● Exercise directions
Rewrite the listing below with "red-tinged stem" swapped for "reddish stalk" wherever it occurs, leaving everything else unchanged. Omit the pictures from your version.

● Working data
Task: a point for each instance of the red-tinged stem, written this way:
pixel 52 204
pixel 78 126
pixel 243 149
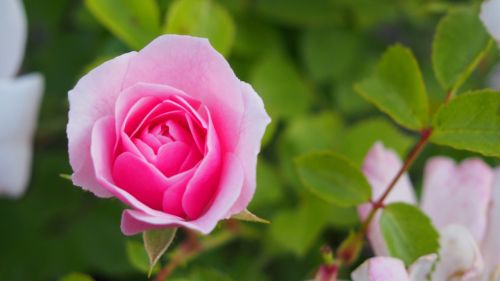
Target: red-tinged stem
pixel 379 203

● Result of this task
Task: a point for each instance of the reddish stalk, written this way:
pixel 52 204
pixel 78 126
pixel 243 149
Target: reddish stalk
pixel 379 203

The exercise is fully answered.